**Goal**
Identify each line in the listing below that contains the string "split", treating uppercase and lowercase as different, and copy every such line.

**A listing**
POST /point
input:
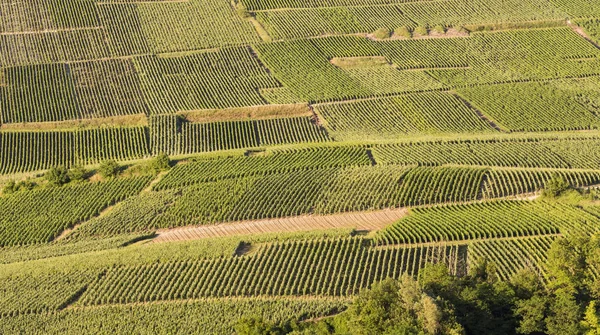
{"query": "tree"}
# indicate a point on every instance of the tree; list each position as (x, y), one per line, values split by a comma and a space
(565, 315)
(421, 30)
(160, 163)
(57, 176)
(403, 31)
(253, 326)
(555, 186)
(77, 173)
(10, 187)
(242, 11)
(109, 169)
(439, 29)
(591, 320)
(382, 33)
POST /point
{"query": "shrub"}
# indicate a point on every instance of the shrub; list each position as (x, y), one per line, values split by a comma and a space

**Written response**
# indicate a point on every instance of the tree; list each position as (x, y), one per line, values split by a comma and a space
# indicate a point on every instance of the shrub; list each position as (x, y), one per line, values split by a comma and a space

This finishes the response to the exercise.